Exercise instructions:
a: In the Elisabeth Hermsen biography, which concentration camp was Hermsen imprisoned in?
b: Reproduce word for word the portion of the Elisabeth Hermsen biography that begins with "Elisabeth Jacoba (Liesbeth)" and ends with "by Yad Vashem.".

Provided passage:
********

= Elisabeth Hermsen =

Dutch nurse and resistance fighter (1895–1980)

Elisabeth Jacoba (Liesbeth) Hermsen (16 April 1895 – 8 December 1980) was a Dutch nurse and resistance fighter during World War II who hid Jewish people and suffered imprisonment in the Dachau concentration camp but survived. She was posthumously awarded the Righteous Among the Nations distinction by Yad Vashem.

== Biography ==
Liesbeth Hermsen was born in Muiden, Netherlands, the youngest of ten children. Her mother died when she was five years old. Her father remarried and had another child with his second wife, but he died a year later. At first, Liesbeth was moved to a children's home and later she lived with a family in Hilversum. In 1913, at 18, she moved to The Hague and trained as a nurse before opening a retirement home in Duinoord.

=== Resistance work ===
During the Second World War, she joined the Scheveningen branch of the National Organization for Assistance to People in Hiding. She worked as a courier and took people into her home who were sought by German occupiers. In early 1943, she hid six Jewish people in her nursing home as well as one patient Rie Polak-Mair who, like Hermsen, was not Jewish.

On 16 February 1944, a Jewish man was arrested in Amsterdam. During his interrogation by German captors, he revealed the names of family members and hiding places, including the address of the six Jewish women. On 24 February, the police raided Hermsen's nursing home and arrested her, Rie Polak-Mair, and the six Jewish women. They were all transferred to the Oranjehotel in Scheveningen. From there, the Jewish women were deported via Westerbork transit camp to Auschwitz concentration camp in Poland and gassed to death.

********

Data entries:
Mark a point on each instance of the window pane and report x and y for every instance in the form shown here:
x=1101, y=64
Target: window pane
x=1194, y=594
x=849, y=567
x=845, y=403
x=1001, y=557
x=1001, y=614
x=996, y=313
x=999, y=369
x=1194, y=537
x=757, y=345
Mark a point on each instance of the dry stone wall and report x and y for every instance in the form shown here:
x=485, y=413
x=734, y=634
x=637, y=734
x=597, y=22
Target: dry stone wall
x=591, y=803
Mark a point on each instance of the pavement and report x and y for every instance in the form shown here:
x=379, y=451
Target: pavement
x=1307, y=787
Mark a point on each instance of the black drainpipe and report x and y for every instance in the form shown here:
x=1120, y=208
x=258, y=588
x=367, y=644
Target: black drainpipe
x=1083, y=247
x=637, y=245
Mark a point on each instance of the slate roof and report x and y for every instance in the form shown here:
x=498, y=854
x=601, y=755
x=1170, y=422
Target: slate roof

********

Problem solutions:
a: Dachau concentration camp

b:
Elisabeth Jacoba (Liesbeth) Hermsen (16 April 1895 – 8 December 1980) was a Dutch nurse and resistance fighter during World War II who hid Jewish people and suffered imprisonment in the Dachau concentration camp but survived. She was posthumously awarded the Righteous Among the Nations distinction by Yad Vashem.